Downwind"Some observations about observations"

05/01/2024 @ 8:00 am

Each year, there are certain days that have been identified as important to recognize and reflect upon…to observe. I feel like the observation days on the calendar are getting crowded, but I selected a few recent observation days to add my two cents.


April 22, Earth Day…


I was taught growing up to respect the soil, water, plants, and animals. Caring for these element of the earth is the role of the farmer and in exchange, the farmer relies upon nature to do its “Spring Rebirth” miracle. We trust life miracles to occur every year. Every day is Earth Day on the farm.


April 25, Take Our Daughters and Sons to Work® Day…


This annual event encourages parents to take their children to work with them for a day to help children explore the joys parents find in being part of the workforce. After seeing how much fun parents have at their offices or on worksites for a day, children will be inspired to seek a productive work career. I could be wrong. Kids with parents that work from home call the day a “snow day”.


My daughters and sons are now taxpaying adults. However, when they were youngsters, they had NO interest in coming to my office to watch me push a pencil, attend meetings, and drink coffee (no matter how much I tried to make it sound exciting). They were a bit more willing to go to entertaining Farm Bureau sponsored activities …the giant pumpkin contest, farm tours, member appreciation days, ball games, and especially those out-of-town trips that included hotels with pools.


My father, the Farmer, was ahead of his time when he invented “take your kid to work days” back in the 1960s and 70s. His “take your kid to work” program was practiced on me. In his shadow, I learned the joys and thrills of feeding pigs, cleaning manure of barn, shoveling grain, lugging bales of straw for bedding, and performing other farm chores.

His program worked so well that he created “take your kid to work week” followed by “take your kid to work month”. He allowed my sisters and brothers to celebrate as well.


As a special part of the event, the Farmer provided lunch through this great chef named Mom for meat and potatoes. This became my favorite part of “take your kid to work day”. During the heavy busy season of planting and harvesting, the great chef named Mom would deliver and serve dinner on the tailgate of the pickup out in the farm fields (little-known fact: …the great chef named Mom invented Uber Eats).


This year's Take Our Daughters and Sons to Work® Day event had the theme, "Inspire 2 Aspire," instilling a mindset that children can choose their own future. This theme resonated with me in my youth as I was inspired to not seek to become a pig, sheep, or goat farmer. I was, however, inspired to earn a regular paycheck. Fortunately, I was also inspired to work with farmers during my entire career.


The Farmer’s “Take your Child to work program” taught me the value of hard work, productivity, satisfaction in a job well done, the value of free time, responsibility, lifecycles of plants and animals, and the beauty of our green earth.

(Object detection data)

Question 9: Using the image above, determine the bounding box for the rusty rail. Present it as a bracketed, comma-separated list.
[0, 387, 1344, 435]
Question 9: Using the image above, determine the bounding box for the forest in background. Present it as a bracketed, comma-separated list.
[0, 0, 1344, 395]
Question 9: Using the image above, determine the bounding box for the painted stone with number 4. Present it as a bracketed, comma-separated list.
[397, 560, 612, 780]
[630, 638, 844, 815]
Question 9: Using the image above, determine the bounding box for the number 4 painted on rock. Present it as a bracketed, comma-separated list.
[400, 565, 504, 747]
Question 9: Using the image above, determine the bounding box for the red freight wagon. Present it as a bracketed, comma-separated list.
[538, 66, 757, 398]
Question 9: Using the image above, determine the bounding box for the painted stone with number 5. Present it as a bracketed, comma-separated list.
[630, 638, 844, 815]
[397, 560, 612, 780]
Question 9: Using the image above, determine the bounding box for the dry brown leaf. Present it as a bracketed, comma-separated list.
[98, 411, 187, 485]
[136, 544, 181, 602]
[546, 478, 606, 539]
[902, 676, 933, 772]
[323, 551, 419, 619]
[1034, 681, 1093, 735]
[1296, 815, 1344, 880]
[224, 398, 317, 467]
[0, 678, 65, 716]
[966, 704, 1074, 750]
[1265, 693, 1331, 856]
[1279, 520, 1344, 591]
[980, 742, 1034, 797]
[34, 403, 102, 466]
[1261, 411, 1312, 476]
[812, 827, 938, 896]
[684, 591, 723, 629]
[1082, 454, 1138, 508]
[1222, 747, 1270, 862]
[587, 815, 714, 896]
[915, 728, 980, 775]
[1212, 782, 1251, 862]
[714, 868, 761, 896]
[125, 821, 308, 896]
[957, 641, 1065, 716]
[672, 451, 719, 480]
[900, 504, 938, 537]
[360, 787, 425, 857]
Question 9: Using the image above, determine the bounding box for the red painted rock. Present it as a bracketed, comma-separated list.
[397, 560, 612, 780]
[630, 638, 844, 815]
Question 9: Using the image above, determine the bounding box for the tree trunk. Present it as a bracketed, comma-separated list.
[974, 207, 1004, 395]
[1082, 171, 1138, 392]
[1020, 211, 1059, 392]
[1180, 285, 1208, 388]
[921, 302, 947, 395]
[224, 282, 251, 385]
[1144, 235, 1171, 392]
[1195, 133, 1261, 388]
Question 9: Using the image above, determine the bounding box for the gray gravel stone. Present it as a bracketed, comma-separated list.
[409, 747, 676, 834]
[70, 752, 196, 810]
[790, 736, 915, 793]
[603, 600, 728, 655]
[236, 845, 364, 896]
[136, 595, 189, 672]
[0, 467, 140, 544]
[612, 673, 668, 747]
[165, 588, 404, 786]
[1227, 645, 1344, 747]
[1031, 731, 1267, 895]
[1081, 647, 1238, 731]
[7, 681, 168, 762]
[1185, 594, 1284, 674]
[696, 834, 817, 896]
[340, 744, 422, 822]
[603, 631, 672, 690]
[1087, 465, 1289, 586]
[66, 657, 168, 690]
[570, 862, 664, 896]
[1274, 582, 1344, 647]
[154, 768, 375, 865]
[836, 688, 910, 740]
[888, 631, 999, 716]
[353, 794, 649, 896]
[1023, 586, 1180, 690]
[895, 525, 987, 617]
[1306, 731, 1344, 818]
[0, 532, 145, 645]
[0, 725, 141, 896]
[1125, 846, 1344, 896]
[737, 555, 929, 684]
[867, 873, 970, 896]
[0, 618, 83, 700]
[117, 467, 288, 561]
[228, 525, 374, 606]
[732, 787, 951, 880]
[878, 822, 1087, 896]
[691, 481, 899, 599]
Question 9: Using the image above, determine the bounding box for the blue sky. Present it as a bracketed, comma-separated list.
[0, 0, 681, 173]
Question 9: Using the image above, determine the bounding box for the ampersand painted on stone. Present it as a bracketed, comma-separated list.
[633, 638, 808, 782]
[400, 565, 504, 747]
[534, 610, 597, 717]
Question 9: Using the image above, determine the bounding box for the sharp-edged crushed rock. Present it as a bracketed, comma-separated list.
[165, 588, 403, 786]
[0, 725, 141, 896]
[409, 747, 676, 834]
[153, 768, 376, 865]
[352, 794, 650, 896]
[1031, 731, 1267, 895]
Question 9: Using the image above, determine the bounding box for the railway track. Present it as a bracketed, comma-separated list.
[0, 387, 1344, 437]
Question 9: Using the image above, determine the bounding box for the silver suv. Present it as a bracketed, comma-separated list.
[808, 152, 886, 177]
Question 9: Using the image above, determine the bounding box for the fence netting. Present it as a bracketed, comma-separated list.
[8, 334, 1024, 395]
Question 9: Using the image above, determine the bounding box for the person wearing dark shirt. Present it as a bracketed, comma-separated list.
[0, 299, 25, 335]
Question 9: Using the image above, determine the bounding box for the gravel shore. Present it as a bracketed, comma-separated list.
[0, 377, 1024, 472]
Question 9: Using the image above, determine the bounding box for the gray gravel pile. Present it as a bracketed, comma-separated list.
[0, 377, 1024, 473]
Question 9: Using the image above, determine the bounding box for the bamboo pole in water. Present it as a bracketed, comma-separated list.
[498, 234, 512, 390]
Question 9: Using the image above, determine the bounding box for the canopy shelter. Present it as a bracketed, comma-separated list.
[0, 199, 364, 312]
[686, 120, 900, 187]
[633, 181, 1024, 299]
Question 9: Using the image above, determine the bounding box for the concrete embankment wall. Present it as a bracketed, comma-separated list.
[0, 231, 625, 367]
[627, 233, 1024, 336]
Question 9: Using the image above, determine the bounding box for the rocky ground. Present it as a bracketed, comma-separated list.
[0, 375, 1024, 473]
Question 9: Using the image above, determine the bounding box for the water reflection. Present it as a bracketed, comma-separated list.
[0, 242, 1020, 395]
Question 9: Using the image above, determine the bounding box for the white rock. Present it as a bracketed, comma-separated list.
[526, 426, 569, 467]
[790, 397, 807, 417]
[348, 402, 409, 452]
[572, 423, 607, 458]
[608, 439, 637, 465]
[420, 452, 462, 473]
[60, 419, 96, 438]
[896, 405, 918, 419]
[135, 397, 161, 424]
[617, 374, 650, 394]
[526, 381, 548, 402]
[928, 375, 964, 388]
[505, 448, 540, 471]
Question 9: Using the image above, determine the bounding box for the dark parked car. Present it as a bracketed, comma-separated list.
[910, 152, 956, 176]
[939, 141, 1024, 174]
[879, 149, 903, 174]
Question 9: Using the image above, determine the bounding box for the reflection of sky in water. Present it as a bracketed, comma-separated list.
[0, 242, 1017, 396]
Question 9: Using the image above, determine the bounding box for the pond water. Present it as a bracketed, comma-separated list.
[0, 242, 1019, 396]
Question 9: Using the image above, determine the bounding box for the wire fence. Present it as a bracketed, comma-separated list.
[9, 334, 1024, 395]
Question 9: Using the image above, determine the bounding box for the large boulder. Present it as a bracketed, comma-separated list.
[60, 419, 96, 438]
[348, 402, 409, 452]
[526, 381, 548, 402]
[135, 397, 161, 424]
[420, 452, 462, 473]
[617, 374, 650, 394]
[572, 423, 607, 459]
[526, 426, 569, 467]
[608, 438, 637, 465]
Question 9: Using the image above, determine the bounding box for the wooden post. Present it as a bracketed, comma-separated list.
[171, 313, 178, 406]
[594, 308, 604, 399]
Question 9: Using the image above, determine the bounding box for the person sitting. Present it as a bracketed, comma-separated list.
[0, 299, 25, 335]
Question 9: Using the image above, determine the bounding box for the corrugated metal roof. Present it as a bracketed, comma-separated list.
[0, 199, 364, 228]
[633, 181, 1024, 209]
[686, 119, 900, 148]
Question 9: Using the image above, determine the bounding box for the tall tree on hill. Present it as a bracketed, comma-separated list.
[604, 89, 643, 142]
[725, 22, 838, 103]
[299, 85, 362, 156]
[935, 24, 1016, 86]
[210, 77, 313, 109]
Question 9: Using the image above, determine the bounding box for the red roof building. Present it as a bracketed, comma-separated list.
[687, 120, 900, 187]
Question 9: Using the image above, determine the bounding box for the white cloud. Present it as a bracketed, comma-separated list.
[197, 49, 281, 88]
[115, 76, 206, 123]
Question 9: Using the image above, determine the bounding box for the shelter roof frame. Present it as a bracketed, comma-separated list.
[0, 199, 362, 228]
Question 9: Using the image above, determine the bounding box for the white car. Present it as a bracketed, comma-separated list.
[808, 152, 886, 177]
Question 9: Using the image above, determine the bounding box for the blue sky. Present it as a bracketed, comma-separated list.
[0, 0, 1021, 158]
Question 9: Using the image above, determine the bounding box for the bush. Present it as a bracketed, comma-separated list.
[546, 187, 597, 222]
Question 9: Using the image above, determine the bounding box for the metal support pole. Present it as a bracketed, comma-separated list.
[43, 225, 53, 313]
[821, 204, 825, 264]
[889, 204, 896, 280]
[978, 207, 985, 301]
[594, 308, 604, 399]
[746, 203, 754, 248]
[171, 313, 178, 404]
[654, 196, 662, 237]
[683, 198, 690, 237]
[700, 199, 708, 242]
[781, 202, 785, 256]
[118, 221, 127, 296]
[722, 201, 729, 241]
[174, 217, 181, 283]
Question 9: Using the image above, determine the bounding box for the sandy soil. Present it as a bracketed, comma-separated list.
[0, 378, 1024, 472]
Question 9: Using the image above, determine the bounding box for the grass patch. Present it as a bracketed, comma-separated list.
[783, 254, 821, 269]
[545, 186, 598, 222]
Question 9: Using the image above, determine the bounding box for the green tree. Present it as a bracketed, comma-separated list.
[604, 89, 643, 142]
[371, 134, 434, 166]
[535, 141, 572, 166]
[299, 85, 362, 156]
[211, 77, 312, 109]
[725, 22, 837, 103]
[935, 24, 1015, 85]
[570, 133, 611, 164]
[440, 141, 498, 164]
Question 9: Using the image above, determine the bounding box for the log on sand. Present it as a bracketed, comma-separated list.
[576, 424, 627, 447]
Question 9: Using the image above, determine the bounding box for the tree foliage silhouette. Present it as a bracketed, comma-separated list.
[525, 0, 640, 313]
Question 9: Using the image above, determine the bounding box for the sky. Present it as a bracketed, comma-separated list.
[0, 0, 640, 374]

→ **DIRECTION 1**: What theme did this year's Take Our Daughters and Sons to Work® Day have, according to the Downwind piece?
→ **DIRECTION 2**: Reproduce the Downwind piece word for word from "April 22, Earth" to "on the farm.".

→ **RESPONSE 1**: "Inspire 2 Aspire"

→ **RESPONSE 2**:
April 22, Earth Day…


I was taught growing up to respect the soil, water, plants, and animals. Caring for these element of the earth is the role of the farmer and in exchange, the farmer relies upon nature to do its “Spring Rebirth” miracle. We trust life miracles to occur every year. Every day is Earth Day on the farm.